start

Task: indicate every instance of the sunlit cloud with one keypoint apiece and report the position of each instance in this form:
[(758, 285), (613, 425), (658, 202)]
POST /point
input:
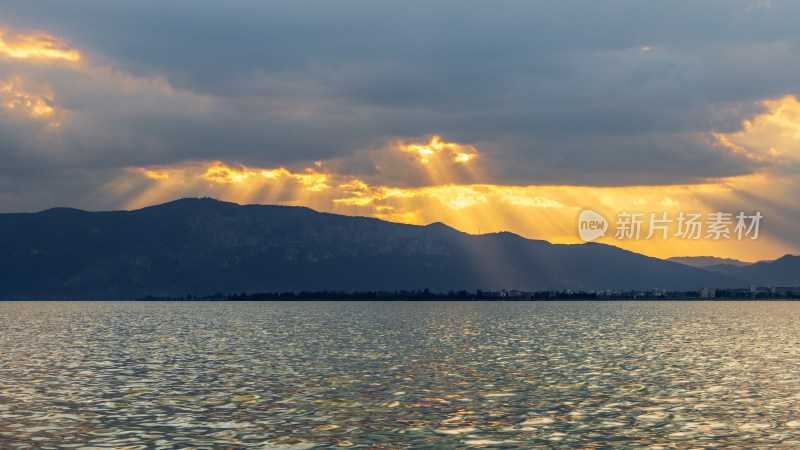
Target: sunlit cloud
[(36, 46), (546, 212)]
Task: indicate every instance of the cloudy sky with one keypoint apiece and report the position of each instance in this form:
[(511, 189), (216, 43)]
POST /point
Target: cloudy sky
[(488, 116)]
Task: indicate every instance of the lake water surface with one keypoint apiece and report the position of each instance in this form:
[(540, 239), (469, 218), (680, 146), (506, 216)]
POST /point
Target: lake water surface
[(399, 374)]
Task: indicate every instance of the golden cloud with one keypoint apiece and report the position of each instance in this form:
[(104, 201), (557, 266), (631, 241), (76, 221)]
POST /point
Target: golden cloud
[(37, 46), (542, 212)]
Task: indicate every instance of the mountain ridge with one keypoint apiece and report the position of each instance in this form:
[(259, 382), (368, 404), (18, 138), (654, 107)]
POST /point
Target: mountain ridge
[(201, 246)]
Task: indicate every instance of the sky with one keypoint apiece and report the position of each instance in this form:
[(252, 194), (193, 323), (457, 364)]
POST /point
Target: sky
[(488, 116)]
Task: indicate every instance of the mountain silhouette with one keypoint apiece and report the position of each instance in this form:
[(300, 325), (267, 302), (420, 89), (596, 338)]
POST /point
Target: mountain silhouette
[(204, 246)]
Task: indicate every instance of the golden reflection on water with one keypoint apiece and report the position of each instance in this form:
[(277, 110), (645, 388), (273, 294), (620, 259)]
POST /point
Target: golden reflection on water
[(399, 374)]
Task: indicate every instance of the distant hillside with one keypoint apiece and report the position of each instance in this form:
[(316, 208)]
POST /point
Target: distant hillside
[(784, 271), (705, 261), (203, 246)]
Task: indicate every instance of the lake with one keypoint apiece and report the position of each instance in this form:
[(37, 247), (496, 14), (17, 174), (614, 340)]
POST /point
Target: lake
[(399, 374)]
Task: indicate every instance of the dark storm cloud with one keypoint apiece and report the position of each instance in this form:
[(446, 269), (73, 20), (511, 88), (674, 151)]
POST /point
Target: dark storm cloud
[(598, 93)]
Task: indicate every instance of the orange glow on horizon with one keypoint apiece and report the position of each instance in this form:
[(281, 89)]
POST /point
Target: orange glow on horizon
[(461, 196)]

end
start

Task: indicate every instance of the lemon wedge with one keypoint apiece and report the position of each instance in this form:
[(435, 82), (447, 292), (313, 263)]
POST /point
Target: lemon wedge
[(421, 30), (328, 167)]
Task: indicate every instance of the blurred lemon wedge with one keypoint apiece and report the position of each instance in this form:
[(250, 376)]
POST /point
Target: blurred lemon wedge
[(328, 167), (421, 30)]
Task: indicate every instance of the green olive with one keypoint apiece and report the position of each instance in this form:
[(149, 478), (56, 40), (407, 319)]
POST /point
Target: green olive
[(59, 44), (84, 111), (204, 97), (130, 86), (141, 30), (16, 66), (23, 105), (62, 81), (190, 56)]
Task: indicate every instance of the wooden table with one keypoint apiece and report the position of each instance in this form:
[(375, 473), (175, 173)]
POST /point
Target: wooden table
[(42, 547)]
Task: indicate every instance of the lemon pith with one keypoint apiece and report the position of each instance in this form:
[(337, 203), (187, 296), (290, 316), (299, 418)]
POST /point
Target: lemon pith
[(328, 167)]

end
start

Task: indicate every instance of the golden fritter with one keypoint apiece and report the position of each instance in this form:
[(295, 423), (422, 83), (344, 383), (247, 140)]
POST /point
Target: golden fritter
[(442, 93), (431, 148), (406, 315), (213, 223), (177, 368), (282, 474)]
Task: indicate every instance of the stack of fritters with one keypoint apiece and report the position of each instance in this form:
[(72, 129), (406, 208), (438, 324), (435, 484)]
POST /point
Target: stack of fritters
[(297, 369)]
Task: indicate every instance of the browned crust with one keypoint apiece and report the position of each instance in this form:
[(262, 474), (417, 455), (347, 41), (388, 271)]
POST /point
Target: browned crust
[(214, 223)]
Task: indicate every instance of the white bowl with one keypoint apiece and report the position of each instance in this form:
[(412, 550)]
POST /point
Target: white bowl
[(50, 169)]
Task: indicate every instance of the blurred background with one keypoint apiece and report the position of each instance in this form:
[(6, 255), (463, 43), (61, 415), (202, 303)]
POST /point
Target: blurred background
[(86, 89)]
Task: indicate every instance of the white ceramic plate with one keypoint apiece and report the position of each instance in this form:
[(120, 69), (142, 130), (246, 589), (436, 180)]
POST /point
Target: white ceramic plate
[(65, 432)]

end

*What to work on*
From the records above, extract every line that contains the string "water", matching case exactly.

*Expected answer*
Task: indicate every instance of the lake water surface with one keypoint apiece and report the position of each instance in this form:
Target: lake water surface
Task: indicate every instance of the golden reflection on water with one keypoint apiece and report the position of each instance in this form:
Target: golden reflection on water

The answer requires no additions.